「数年前から生理2日目に大量出血するので困っています。昼間に夜用ナプキンを使っていてもトイレに行くタイミングが遅れると漏れ出ているので、気が気ではないのです。それと大量出血した後は貧血っぽくなり、立ちくらみ、眩暈、動悸もして、とにかく体がだるい…」

このような過多月経は30~40代の女性に多く、その原因はいろいろと考えられます。漢方治療をはじめたいといらした方には、まず婦人科の受診をお願いしています。過多月経では、子宮内膜症、子宮腺筋症、子宮筋腫、チョコレート嚢胞などの可能性が考えられ、早急な外科治療が必要な場合があるためです。その場合は婦人科治療と並行して漢方薬を服用していく方法や、術後の再発予防で漢方薬を使っていくこともできます。もちろん子宮に器質的な異常のない方は、漢方薬をお使いいただくのが最良と思います。
病名は異なっていても、東洋医学的な体の見方(弁証)は同じです。
なぜ生理出血が多くなるのか、を漢方の目でみてみると、大きく分けて2つの病態が考えられます。一つに子宮内の血流が滞っている“瘀血(おけつ)”、もう一つには血に熱を帯びている“血熱(けつねつ)”です。

□ □ □ □ □

**問題**.
上の抜粋で、過多月経の場合に可能性が考えられるとして挙げられている病名をすべて書き出してください。

□ □ □ □ □

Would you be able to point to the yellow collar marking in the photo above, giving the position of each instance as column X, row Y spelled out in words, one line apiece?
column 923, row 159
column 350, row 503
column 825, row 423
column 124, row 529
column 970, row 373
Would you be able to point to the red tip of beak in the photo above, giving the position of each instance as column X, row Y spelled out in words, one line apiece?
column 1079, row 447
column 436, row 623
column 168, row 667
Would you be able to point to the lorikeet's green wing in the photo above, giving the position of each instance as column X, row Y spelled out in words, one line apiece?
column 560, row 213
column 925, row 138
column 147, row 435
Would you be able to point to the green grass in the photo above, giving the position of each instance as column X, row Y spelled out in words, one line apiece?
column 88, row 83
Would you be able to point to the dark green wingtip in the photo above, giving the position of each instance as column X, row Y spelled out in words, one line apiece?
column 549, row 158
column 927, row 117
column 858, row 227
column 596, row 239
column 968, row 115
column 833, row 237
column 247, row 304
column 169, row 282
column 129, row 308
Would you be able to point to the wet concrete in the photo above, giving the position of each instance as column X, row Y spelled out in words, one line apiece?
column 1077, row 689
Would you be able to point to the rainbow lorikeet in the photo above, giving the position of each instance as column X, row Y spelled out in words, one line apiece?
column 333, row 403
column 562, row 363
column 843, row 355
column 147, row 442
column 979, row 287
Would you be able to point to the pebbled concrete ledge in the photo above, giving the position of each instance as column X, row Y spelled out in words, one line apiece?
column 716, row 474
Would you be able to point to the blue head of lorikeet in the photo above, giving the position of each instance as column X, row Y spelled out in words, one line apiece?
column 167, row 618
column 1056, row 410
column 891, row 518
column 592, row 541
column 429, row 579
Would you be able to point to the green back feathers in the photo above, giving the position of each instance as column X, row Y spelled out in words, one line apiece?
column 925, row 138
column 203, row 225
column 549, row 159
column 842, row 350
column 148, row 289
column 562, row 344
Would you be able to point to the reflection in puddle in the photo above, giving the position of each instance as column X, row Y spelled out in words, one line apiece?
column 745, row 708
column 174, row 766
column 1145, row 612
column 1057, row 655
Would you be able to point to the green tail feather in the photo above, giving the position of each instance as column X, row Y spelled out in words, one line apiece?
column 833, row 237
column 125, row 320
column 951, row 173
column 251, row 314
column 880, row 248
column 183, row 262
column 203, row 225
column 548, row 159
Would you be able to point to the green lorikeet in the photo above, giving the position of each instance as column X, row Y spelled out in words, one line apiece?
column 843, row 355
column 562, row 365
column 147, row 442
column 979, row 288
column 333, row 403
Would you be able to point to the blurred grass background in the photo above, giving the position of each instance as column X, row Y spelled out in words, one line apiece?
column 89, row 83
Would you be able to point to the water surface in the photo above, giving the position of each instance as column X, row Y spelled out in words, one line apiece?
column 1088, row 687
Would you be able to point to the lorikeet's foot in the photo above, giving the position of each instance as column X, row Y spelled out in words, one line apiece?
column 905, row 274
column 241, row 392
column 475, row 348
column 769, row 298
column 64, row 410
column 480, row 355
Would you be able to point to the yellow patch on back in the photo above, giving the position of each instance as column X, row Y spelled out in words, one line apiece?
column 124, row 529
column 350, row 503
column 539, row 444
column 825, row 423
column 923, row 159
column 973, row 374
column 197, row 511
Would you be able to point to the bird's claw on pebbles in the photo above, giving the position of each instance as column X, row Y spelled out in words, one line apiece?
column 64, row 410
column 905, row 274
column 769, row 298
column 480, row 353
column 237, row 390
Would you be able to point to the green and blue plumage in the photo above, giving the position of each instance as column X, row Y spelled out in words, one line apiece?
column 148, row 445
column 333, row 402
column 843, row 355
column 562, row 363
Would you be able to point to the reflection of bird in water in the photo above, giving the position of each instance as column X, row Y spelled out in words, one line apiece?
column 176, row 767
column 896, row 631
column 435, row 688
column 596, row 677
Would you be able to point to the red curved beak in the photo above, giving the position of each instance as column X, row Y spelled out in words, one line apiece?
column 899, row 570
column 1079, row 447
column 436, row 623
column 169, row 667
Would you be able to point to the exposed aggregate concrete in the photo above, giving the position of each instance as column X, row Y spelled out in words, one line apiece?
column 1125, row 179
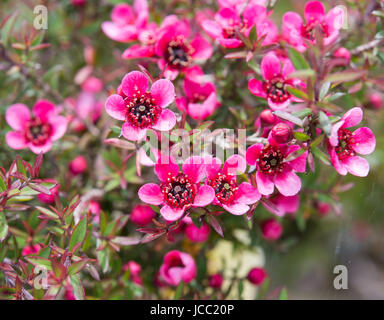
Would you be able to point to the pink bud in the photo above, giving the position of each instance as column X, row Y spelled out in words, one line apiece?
column 32, row 249
column 271, row 229
column 78, row 165
column 267, row 117
column 257, row 276
column 49, row 198
column 342, row 53
column 142, row 215
column 376, row 100
column 281, row 133
column 197, row 234
column 215, row 281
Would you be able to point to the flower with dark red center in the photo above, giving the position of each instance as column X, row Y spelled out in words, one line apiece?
column 177, row 49
column 344, row 145
column 297, row 32
column 177, row 266
column 141, row 109
column 229, row 22
column 233, row 197
column 178, row 190
column 36, row 131
column 276, row 79
column 274, row 169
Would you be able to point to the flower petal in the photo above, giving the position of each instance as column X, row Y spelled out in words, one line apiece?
column 247, row 194
column 133, row 82
column 163, row 92
column 171, row 214
column 357, row 166
column 264, row 182
column 44, row 110
column 204, row 196
column 365, row 141
column 288, row 183
column 133, row 133
column 253, row 153
column 115, row 107
column 59, row 126
column 166, row 121
column 150, row 193
column 15, row 140
column 194, row 168
column 17, row 115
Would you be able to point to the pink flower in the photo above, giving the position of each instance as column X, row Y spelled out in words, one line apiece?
column 276, row 79
column 274, row 169
column 126, row 21
column 177, row 49
column 271, row 229
column 142, row 215
column 297, row 32
column 194, row 233
column 178, row 190
column 200, row 100
column 78, row 165
column 344, row 144
column 38, row 130
column 147, row 42
column 228, row 21
column 134, row 271
column 32, row 249
column 141, row 109
column 215, row 281
column 232, row 196
column 257, row 276
column 282, row 204
column 178, row 266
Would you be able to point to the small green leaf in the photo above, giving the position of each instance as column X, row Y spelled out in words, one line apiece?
column 78, row 234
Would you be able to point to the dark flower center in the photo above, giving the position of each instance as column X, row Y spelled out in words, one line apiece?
column 179, row 191
column 344, row 149
column 142, row 111
column 276, row 90
column 225, row 188
column 37, row 132
column 308, row 30
column 271, row 160
column 179, row 53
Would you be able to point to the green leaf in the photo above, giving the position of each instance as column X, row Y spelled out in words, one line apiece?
column 78, row 289
column 78, row 234
column 179, row 290
column 3, row 226
column 298, row 59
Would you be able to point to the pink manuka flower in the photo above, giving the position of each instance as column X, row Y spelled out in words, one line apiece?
column 200, row 101
column 228, row 22
column 297, row 32
column 178, row 266
column 276, row 79
column 141, row 109
column 233, row 197
column 177, row 191
column 38, row 130
column 178, row 49
column 344, row 144
column 126, row 21
column 273, row 167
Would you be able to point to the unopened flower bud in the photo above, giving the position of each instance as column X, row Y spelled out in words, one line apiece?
column 271, row 229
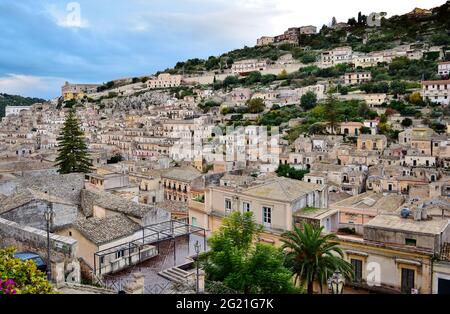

□ □ □ □ □

**解答**.
子宮内膜症、子宮腺筋症、子宮筋腫、チョコレート嚢胞